WHAT TO DO :: Give every entry again, word for word.

INFORMATION PROVIDED ::
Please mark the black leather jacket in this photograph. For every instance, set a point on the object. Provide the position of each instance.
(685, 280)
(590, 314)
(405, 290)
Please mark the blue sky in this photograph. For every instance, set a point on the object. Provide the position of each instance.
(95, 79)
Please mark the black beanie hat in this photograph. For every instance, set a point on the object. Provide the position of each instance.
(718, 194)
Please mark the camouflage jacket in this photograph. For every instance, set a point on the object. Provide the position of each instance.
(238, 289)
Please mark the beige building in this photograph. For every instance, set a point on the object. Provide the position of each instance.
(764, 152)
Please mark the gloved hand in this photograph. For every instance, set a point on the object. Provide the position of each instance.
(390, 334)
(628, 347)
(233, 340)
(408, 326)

COMPLETE RESPONSE ::
Please mark the black leather jacket in this photograph. For every instance, set a point on the object. Provide the position of each instance.
(685, 280)
(590, 314)
(405, 290)
Please mark the blue sky in this photograph. For every instance, set a point on the object. Provide the position of each instance.
(95, 79)
Please mark the black beanie hat in this photograph. For every instance, set a point on the object. Provide the position of each instance.
(718, 194)
Please mark the camouflage jacket in this photograph. For every instance, set a point on the object. Provide the position of each instance.
(238, 289)
Please mark the beige building in this photograph. For every instance, set a point on the object. Provide the position of each instance.
(764, 152)
Please mark the gloved hand in this photograph. For every instance, set a point on the object. Provide the position of each instance.
(390, 334)
(628, 347)
(233, 340)
(408, 326)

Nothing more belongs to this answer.